[EXERCISE PROMPT]: An exact copy of the lines from the one containing "Point out the potted" through the last line below is required; include both of those lines and no others.

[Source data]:

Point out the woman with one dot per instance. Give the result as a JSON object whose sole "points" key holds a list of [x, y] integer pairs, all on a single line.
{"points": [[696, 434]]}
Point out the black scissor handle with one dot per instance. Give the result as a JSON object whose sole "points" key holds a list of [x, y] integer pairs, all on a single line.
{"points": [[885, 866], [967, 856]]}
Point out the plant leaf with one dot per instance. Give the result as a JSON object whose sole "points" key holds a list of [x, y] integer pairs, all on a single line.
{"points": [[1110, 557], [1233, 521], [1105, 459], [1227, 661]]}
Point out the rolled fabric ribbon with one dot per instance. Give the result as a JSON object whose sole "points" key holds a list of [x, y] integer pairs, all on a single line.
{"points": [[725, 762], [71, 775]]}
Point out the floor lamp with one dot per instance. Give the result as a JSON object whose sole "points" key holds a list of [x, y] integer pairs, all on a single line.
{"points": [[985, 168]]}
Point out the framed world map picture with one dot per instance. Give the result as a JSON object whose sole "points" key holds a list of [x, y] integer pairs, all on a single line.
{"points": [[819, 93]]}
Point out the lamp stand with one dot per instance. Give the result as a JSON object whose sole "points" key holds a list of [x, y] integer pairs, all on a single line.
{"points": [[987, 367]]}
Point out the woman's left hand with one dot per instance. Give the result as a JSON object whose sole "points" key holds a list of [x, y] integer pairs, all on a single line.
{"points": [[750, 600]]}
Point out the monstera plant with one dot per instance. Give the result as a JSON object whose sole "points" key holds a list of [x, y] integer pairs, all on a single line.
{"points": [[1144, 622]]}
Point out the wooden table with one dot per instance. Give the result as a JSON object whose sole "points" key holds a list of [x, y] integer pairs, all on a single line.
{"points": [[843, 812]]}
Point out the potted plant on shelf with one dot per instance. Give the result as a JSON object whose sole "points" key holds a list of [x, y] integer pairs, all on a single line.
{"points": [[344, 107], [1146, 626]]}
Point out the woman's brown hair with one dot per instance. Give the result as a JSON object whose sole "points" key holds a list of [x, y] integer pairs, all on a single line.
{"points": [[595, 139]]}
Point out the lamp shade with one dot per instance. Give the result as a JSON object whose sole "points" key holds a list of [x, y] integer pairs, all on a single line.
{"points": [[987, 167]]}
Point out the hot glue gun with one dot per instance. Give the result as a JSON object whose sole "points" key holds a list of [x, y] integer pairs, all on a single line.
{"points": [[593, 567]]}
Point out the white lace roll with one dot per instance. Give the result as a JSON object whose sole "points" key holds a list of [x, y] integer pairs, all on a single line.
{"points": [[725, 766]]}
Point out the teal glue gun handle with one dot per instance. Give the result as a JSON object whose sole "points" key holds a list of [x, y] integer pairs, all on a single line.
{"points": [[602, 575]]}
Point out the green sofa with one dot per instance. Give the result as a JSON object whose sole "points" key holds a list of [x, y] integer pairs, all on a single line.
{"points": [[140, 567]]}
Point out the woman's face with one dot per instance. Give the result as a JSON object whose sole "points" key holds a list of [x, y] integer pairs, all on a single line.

[TASK RESPONSE]:
Point out the potted plant on shelf with one dot per instance. Give the result as a JSON object whose sole "points" key holds a list of [x, y] integer pairs, all on a single line.
{"points": [[344, 107], [1146, 626]]}
Point out the woman's brown hair with one dot per instance. Give the result as a JSON object whose sole "points" key holds a list of [x, y] integer pairs, all on a single line.
{"points": [[595, 139]]}
Point out the lamp shade with one dot per instance. Give the result as a JSON object whose sole "points" key holds a list of [x, y] integer pairs, all on a single line.
{"points": [[987, 167]]}
Point out the hot glue gun with one dot per instance. Give the result as a JSON object whose sole "points" key holds a list of [x, y] integer pairs, all on a single line.
{"points": [[593, 567]]}
Point out the white lace roll with one dot per instance. Give the result as a JSON object whose sole "points" key holds a list of [x, y] integer pairs, all on a single line.
{"points": [[725, 766]]}
Point out the teal glue gun handle with one dot per instance. Give the result as a JSON object whose sole "points" key holds a list of [x, y] integer pairs, all on a single line.
{"points": [[602, 575]]}
Point out the green sofa with one dot per instance. Give the result as a JSON object whose sole "points" key holds a list of [x, y] integer pairs, all on a single line.
{"points": [[140, 567]]}
Point out the woman's face with one dot per instance. Give the result as a JSON object whose sole "points" key holds a list of [x, y] integer pairs, all on a single line.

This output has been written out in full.